Festival de Blues itinérant, Les Nuits De L'Alligator font escale au Grand Mix de Tourcoing avec, à l'affiche, l'australien C.W. Stoneking et les canadiens de Timber Timbre. Des artistes abordant de manière radicalement différente cette musique née dans le delta du Mississipi et qu'on appelle la musique du Diable. Car la vocation de ce festival, qui fête sa sixième année, n'est pas de ne programmer que des bluesmen s'inscrivant dans la grande tradition du genre mais, plutôt, de montrer, à travers des approches artistiques différentes, comment le Blues peut irriguer de multiples courants musicaux. Se croisent ainsi, un peu partout en France, des univers aussi variés que le rock garage de Monotonix, le folk de Herman Düne et de Laura Veirs ou la pop conceptuelle de The Clues.

C.W. Stoneking est le premier, ce soir-là, à invoquer l'esprit du Blues. Cheveux gominés, costume blanc et noeud papillon, l'australien détonne. Il semble appartenir à une époque lointaine. Effet renforcé par le son nasillard de sa voix, semblant sortir d'un vieux gramophone. Une voix d'un autre temps pour une musique, elle-même, délicieusement rétro. C.W. Stoneking ne cherche pas à moderniser le Blues ou à le réinventer. Au contraire, il a choisi de ne jouer que du Prewar Blues, celui des années 30. L'histoire ne dit pas s'il a vendu son âme à Satan, ou si les esprits aborigènes lui ont été d'une quelconque aide, mais l'effet est saisissant. Pour un peu, on entendrait presque les craquements d'un 78 tours poussiéreux agrémenter ses compositions.

## Contenu présenté
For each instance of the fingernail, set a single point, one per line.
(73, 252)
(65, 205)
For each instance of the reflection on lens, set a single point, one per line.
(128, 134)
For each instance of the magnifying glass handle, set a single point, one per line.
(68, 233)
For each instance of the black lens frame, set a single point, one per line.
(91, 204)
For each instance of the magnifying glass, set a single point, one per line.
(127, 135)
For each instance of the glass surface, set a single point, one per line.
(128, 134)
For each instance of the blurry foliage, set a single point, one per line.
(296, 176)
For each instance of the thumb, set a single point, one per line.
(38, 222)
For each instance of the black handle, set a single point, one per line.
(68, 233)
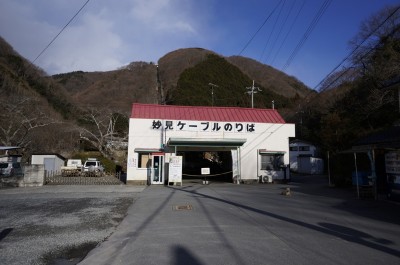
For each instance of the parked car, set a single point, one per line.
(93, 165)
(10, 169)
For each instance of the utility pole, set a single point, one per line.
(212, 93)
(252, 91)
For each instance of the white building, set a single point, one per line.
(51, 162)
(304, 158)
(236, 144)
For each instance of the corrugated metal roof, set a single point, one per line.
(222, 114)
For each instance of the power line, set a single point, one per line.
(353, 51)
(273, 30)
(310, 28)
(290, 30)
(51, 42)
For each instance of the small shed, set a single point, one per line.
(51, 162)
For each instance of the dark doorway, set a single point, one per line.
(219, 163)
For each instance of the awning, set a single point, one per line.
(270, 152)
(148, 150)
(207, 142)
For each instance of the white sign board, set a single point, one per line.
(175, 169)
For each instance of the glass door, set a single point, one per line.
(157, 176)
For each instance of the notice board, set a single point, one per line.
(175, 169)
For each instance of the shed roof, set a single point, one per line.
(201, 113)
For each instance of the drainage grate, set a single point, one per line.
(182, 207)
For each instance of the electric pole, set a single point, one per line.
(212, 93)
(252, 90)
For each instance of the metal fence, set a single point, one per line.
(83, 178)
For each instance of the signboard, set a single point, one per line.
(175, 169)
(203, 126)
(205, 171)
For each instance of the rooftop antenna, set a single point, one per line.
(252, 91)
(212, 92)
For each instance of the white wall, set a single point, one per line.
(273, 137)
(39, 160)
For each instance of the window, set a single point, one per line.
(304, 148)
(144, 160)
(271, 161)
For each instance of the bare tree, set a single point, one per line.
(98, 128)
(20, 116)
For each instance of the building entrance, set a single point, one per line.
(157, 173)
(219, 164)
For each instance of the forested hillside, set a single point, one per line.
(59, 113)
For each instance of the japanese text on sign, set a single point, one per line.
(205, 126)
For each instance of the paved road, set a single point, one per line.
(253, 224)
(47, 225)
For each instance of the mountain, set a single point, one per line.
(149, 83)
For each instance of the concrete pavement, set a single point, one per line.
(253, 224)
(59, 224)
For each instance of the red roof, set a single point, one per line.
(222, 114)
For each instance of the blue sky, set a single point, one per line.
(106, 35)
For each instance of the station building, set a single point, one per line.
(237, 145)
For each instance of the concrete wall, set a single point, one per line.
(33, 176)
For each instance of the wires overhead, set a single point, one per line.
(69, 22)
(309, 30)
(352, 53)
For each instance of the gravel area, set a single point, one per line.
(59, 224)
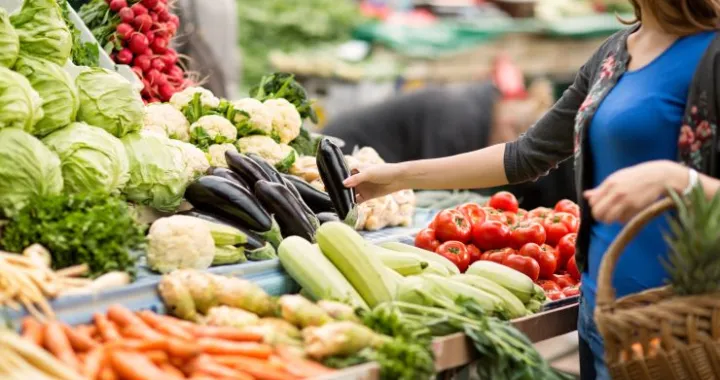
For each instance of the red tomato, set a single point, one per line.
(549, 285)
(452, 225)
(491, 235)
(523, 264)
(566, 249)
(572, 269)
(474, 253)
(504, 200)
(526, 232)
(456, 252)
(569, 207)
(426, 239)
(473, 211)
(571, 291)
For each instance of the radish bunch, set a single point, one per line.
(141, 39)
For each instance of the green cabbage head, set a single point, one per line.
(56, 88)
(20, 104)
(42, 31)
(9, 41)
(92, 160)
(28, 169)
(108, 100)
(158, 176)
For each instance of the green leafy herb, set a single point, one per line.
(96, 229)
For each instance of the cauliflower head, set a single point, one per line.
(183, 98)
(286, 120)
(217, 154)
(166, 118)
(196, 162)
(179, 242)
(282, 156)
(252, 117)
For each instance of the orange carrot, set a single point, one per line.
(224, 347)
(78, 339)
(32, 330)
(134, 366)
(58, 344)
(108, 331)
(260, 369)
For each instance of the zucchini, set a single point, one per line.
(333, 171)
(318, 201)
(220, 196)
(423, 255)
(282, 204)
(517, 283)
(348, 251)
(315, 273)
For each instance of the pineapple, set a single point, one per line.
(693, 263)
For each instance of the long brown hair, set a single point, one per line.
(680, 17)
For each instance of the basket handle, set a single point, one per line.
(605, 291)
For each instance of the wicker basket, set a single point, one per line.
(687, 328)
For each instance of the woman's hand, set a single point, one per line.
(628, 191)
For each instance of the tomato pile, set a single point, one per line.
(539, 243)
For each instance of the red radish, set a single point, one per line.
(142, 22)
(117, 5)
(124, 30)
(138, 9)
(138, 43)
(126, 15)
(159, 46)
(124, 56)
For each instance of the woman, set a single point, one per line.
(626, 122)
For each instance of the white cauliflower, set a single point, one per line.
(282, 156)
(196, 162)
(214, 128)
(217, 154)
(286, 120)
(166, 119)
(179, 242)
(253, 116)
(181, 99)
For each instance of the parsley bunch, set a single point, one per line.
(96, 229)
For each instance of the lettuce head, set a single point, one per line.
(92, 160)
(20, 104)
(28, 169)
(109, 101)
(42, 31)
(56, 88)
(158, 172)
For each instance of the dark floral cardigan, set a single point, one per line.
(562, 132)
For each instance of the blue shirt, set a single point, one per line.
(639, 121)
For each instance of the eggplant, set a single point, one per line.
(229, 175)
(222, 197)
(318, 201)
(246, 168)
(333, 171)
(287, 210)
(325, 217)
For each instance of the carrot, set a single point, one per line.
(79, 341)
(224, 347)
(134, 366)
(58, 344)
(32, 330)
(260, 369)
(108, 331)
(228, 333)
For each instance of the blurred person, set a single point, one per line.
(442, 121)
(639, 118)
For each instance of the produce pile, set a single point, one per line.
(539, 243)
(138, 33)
...
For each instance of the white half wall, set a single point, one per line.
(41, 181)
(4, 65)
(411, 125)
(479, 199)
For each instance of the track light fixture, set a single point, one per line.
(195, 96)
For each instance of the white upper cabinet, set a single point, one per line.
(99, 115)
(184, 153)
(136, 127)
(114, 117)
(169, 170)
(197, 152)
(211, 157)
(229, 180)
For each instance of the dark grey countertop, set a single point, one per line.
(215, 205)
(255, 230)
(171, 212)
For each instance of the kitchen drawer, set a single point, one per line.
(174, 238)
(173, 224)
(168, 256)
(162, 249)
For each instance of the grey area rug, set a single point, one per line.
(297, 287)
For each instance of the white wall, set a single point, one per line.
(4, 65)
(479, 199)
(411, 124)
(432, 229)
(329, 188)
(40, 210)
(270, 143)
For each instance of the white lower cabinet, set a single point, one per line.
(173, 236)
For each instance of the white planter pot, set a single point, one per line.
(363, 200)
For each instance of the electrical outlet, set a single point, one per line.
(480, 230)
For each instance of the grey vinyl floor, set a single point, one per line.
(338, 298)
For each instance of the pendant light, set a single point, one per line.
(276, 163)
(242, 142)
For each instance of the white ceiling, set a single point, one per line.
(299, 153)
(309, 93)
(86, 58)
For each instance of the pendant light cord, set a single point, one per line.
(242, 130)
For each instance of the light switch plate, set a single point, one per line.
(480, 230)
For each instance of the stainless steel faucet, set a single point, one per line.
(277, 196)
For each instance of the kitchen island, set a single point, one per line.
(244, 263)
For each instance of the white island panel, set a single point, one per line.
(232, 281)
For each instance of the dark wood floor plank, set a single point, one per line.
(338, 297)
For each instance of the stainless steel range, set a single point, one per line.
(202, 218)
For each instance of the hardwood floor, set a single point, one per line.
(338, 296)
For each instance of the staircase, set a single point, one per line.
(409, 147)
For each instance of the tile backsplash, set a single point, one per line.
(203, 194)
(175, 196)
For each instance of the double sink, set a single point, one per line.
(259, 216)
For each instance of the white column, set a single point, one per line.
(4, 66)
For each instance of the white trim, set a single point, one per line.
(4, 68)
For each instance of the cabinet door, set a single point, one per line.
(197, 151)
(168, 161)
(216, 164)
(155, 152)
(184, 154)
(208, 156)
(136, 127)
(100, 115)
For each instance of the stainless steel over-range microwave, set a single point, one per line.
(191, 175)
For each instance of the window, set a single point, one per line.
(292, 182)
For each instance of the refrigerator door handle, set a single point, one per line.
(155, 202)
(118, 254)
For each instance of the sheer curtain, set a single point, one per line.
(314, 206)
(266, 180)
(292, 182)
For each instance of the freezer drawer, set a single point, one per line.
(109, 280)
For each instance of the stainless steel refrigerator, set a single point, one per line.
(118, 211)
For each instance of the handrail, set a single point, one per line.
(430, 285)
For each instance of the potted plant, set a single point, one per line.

## Consignes
1. Pourriez-vous résumer en trois phrases le paragraphe du compte rendu sur Les Nuits de l'Alligator qui commence par « C.W. Stoneking est le premier », en conservant ses faits principaux ?
2. Pourriez-vous poursuivre le compte rendu sur Les Nuits de l'Alligator à partir de sa dernière phrase ?
Les lignes présentées n'ont ici aucun rôle à jouer.

## Réponses
1. C.W. Stoneking ouvre la soirée et, avec ses cheveux gominés, son costume blanc, son nœud papillon et sa voix nasillarde de vieux gramophone, l'Australien semble sorti d'une époque lointaine. Loin de vouloir moderniser ou réinventer le Blues, il a choisi de ne jouer que du Prewar Blues, celui des années 30. L'effet est saisissant, au point qu'on croirait presque entendre les craquements d'un 78 tours poussiéreux.

2.
Jouant de la guitare et du banjo, accompagné d'un trompettiste, d'un joueur de trombone, d'un contrebassiste (également joueur de tuba) et d'un batteur, l'australien fait revivre la musique des bastringues de la Nouvelle-Orléans d'avant-guerre. Un blues mâtiné de Jazz, de Calypso voire même d'influences africaines qu'il qualifie de Jungle Blues (nom donné à son second album). Une musique qui ne souffre nullement d'arthrose et qui exhale une étonnante fraîcheur à nos oreilles peu habituées à ce genre de sonorités. Particulièrement lorsque le chanteur reprend un standard de Jimmy Rodgers, célèbre musicien des années 20-30 ayant laissé une empreinte considérable dans l'histoire du Blues américain par son chant particulier employant la technique du Yodeling.

La musique de Timber Timbre, elle, ne s'inscrit dans aucune période précise. Elle se distingue même par une certaine intemporalité. Et demande également un effort d'immersion. Le groupe, pour ne pas voir sa prestation parasitée, interdira les photographies et demandera la fermeture du bar afin d'éviter les allers et venues intempestifs. Dommage pour les péquins irrespectueux des artistes et des spectateurs voisins aimant à polluer de leurs commentaires et de leur attitude bruyante les concerts auxquels ils assistent. Tant mieux pour les autres.

Le concert est envisagé comme un cérémonial. Quelques projecteurs diffusent une lumière rouge et tamisée dans le fond de la scène. Les musiciens sont, eux, pratiquement plongés dans l'obscurité. Ils ne sont que des ombres. Une manière de dire que ce qui compte, ce n'est pas eux. Mais la musique. Et l'atmosphère qui s'en dégage. Une ambiance automnale. Où on sent une fin qui est proche. Le violon de Mika Posen a des accents funèbres, macabres. Les guitares étouffées de Simon Trottier et de Taylor Kirk se superposent sensuellement, s'enlacent comme des serpents s'accouplant. Dans cette pénombre, la voix particulière de Taylor semble sortir d'outre-tombe. On est très proches de certaines compositions de Tom Waits ou de Nick Cave.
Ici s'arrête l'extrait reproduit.